[Begin Information supplied]

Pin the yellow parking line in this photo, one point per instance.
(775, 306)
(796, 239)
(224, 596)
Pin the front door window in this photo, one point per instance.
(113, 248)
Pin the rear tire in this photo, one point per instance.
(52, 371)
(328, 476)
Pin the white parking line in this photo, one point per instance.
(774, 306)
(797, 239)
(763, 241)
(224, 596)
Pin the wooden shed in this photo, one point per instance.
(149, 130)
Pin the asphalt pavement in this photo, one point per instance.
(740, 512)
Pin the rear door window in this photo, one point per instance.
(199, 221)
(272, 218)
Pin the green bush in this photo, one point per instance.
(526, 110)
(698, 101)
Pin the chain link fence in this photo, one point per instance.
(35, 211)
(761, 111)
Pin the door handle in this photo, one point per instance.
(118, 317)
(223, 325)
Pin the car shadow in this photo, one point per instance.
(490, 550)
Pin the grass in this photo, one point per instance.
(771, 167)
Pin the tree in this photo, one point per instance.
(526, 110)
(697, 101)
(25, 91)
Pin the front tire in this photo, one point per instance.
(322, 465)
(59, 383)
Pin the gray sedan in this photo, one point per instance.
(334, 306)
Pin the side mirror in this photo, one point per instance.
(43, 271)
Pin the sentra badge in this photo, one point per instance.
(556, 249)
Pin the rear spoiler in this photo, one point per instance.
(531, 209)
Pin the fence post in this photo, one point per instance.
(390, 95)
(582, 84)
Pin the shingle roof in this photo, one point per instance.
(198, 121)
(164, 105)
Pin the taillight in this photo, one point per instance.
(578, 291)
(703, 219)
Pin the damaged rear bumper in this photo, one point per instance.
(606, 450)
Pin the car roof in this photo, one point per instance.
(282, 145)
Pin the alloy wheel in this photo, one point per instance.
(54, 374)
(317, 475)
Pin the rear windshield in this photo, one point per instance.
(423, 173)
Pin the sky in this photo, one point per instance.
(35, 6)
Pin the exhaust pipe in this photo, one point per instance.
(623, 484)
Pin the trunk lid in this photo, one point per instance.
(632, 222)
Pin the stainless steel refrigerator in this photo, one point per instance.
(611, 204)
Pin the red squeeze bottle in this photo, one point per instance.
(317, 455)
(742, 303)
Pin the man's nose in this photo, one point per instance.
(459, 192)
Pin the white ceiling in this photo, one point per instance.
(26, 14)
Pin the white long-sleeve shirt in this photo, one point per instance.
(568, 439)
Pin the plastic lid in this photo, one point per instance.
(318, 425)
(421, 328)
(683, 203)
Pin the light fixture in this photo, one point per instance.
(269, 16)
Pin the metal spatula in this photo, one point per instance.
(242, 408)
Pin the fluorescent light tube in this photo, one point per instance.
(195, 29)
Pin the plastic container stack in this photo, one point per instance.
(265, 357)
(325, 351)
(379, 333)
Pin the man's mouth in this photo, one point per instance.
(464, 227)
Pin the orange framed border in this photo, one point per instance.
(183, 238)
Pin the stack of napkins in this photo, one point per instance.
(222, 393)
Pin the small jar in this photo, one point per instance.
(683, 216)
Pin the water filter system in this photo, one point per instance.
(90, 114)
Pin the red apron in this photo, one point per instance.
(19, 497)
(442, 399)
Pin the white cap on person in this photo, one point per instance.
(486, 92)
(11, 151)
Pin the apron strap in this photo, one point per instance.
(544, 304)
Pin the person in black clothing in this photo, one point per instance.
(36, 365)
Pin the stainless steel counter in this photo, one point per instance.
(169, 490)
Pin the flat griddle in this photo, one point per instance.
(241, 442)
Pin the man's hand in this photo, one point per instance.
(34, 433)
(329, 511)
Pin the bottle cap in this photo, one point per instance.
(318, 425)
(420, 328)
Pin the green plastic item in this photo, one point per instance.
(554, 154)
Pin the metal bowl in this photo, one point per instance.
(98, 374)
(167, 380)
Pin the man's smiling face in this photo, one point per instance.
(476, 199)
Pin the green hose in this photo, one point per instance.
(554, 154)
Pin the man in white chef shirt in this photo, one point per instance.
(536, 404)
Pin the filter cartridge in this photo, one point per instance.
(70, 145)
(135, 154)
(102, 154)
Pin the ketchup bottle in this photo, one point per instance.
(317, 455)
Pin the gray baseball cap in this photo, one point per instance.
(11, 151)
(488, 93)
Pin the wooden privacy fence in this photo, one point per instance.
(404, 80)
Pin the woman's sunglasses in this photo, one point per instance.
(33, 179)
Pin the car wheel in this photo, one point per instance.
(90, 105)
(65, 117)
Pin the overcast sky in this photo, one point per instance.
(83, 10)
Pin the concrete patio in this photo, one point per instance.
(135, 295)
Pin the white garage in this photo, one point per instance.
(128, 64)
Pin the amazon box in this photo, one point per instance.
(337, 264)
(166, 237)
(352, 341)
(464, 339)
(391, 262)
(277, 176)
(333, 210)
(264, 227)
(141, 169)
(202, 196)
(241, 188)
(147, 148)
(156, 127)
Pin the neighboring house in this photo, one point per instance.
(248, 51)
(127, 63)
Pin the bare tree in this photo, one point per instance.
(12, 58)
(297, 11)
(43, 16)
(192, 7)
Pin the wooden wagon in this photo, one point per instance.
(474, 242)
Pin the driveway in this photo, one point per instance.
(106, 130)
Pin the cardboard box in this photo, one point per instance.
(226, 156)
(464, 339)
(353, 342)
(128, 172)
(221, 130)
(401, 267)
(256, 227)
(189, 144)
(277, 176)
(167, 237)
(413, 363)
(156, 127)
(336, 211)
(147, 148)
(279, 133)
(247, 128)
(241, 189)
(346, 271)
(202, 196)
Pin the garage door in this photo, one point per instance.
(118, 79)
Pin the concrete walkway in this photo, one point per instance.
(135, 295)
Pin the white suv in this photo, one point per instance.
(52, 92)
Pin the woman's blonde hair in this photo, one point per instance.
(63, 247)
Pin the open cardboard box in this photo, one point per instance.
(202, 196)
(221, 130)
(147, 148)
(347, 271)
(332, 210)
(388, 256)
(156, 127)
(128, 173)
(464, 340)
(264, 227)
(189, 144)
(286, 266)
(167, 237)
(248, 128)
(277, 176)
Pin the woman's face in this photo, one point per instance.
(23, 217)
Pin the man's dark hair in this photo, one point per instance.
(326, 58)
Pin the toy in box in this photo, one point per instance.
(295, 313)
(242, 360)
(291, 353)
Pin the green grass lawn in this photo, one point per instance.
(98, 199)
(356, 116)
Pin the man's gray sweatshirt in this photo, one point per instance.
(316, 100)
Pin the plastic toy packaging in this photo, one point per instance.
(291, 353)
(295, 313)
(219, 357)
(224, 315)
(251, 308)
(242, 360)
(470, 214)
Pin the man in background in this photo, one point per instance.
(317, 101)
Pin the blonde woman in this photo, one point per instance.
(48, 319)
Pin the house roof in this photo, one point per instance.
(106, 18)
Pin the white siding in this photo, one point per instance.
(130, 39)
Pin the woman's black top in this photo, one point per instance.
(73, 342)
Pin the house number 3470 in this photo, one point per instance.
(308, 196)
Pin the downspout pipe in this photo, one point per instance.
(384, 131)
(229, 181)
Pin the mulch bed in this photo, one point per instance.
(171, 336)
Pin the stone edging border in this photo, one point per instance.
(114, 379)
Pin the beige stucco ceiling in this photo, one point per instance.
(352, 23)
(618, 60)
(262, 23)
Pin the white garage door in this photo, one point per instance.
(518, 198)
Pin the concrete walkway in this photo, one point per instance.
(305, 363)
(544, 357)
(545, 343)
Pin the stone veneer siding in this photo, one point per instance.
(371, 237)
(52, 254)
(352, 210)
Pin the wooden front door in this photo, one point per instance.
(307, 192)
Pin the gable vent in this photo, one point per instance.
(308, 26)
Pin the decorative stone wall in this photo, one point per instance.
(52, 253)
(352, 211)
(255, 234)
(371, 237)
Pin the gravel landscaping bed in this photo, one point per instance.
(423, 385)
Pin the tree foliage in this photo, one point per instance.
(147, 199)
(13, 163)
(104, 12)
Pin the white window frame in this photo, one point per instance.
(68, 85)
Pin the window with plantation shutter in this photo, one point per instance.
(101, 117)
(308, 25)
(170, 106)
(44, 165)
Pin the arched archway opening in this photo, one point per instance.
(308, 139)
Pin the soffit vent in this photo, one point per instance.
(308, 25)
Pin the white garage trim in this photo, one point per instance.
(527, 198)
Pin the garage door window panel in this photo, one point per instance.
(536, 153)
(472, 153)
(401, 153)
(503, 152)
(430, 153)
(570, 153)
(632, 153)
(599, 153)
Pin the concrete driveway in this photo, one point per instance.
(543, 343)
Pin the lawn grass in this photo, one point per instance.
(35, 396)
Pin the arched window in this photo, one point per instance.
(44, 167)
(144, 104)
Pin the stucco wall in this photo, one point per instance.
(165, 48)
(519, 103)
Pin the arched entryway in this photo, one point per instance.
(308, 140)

[End Information supplied]

* Given problem *
Your task is to output exactly the lines running from the one with "Pin the white siding" through the final line of the material above, with both ends included.

* Result of this task *
Pin the white siding in this photo, one point per instance.
(130, 39)
Pin the woman's black top in this photo, one point per instance.
(73, 342)
Pin the house number 3470 in this photo, one point per instance.
(308, 196)
Pin the downspout pipe in this photo, one point per instance.
(384, 131)
(229, 181)
Pin the mulch bed in this photo, one point per instance.
(171, 336)
Pin the stone edging border in this photo, one point per instance.
(114, 379)
Pin the beige stucco ceiling in this photo, one point per instance.
(352, 23)
(618, 60)
(262, 23)
Pin the white garage door in this photo, one point per instance.
(518, 198)
Pin the concrete walkway in this photo, one point per instance.
(305, 363)
(544, 357)
(545, 343)
Pin the stone veneer siding in this photo, one point per instance.
(371, 237)
(52, 254)
(352, 210)
Pin the wooden front door in this photo, one point per instance.
(307, 192)
Pin the gable vent in this photo, one point per instance.
(308, 26)
Pin the decorative stone wall in this photo, one point per instance.
(52, 253)
(352, 211)
(255, 234)
(371, 237)
Pin the gravel landscaping bed in this photo, one point per instance.
(423, 385)
Pin the tree foliage in this photo, one point per instance.
(147, 199)
(13, 163)
(104, 12)
Pin the white window frame in this photo, one point per instance.
(68, 85)
Pin the window with plantation shutter in this photo, one point per instance.
(101, 117)
(308, 25)
(170, 106)
(44, 165)
Pin the arched archway opening in this photo, one point per instance.
(308, 139)
Pin the soffit vent in this photo, one point per instance.
(308, 25)
Pin the white garage trim in this photo, one point per instance.
(527, 198)
Pin the garage door window panel in this photo, one point per instance.
(536, 153)
(472, 153)
(401, 153)
(503, 152)
(430, 153)
(570, 153)
(632, 153)
(599, 153)
Pin the concrete driveway in this photo, one point per instance.
(543, 343)
Pin the lawn grass in this photo, one point per instance.
(35, 396)
Pin the arched window in this photo, one point per instance.
(44, 167)
(144, 104)
Pin the stucco wall in this photo, one point per instance.
(165, 48)
(519, 103)
Pin the arched entryway in this photo, one point per instance.
(308, 140)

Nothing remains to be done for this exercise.